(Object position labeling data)
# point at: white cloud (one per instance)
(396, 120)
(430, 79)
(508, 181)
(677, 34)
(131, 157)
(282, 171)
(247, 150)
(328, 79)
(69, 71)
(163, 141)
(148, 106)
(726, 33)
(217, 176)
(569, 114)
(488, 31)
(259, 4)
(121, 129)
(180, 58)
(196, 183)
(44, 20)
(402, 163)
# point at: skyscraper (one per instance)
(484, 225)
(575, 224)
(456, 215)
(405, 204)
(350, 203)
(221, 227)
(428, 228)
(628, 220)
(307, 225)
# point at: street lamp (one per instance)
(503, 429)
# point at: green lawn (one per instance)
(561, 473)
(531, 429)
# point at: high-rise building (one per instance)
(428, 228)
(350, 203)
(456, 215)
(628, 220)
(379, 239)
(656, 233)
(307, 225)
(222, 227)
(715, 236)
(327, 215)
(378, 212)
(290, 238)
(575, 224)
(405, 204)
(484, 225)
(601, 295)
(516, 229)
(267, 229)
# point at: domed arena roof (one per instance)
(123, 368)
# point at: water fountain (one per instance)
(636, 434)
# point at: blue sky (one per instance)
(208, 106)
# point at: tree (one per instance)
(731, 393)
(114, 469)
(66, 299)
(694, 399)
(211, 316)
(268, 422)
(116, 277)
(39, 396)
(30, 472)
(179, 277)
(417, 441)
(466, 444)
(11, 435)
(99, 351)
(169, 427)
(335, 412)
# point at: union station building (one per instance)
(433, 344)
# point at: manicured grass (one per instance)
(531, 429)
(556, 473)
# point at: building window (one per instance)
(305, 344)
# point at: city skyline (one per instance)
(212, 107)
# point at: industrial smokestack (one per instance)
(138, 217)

**Aim of the exercise:** Turn the data above into a two-column CSV with the headers "prompt" and "points". Give one row for each "# point at:" line: put that line's text in the first field and all the coordinates listed under it in the second, with each field quoted and line breaks replaced by spaces.

**Output:**
prompt,points
"# point at: white cloud (one per instance)","(396, 120) (430, 79) (508, 181) (677, 34) (131, 157) (282, 171) (247, 150) (328, 79) (69, 71) (163, 141) (148, 106) (726, 33) (217, 176) (569, 114) (488, 31) (259, 4) (121, 129) (180, 58) (196, 183) (44, 20) (402, 163)"
"# point at: skyscraper (one per instance)","(484, 225) (575, 224) (456, 215) (405, 204) (350, 203) (221, 227) (428, 228) (628, 220) (307, 225)"
"# point at: street lamp (one per instance)","(503, 429)"
"# point at: green lawn (one per instance)","(561, 473) (531, 429)"
"# point at: high-rise building (one per instance)","(428, 228) (350, 203) (456, 215) (628, 220) (379, 239) (656, 233) (307, 225) (222, 227) (715, 236) (327, 215) (378, 212) (290, 238) (575, 224) (405, 204) (484, 225) (601, 295) (516, 229) (267, 229)"
"# point at: domed arena roof (one per instance)","(123, 368)"
"# point at: water fountain (one per instance)","(636, 434)"
"# point at: blue sky (one per instance)","(208, 106)"
"# point at: tree (one per instance)","(731, 393) (114, 469) (66, 299) (694, 399) (211, 316) (268, 422) (116, 277) (39, 396) (30, 472) (179, 277) (417, 441) (466, 444) (11, 435) (99, 351) (169, 427) (335, 412)"
"# point at: union station building (one per instance)","(433, 344)"
"# point at: manicured grass (one per instance)","(531, 429) (556, 473)"
"# point at: building window (one per instance)","(305, 344)"
"# point at: city skyline (one per instance)","(212, 107)"
"# point at: industrial smokestack (one per instance)","(138, 217)"